[Task goal]: Return the listing below verbatim, every line unchanged and in the same order.

Raw listing:

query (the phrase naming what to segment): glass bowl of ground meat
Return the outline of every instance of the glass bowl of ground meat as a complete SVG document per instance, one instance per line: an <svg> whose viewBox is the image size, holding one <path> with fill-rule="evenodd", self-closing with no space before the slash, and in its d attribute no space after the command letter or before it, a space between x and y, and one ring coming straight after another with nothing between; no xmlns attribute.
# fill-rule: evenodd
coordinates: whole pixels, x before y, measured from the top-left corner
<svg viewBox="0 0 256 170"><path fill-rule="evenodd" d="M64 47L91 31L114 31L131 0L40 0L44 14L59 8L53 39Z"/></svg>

[The solution]:
query (the phrase naming what to segment): glass bowl of ground meat
Return the outline of every instance of the glass bowl of ground meat as a complete SVG document per instance, one instance per line: an <svg> whose viewBox is the image size, holding one <path> with fill-rule="evenodd", self-closing with no space before the slash, and in its d attribute no space after the command letter or before it, a space between x and y, and one ring coming straight after another with nothing between; no xmlns attribute.
# fill-rule: evenodd
coordinates: whole pixels, x before y, measured from the top-left corner
<svg viewBox="0 0 256 170"><path fill-rule="evenodd" d="M64 47L91 31L114 31L131 0L40 0L44 14L59 8L53 39Z"/></svg>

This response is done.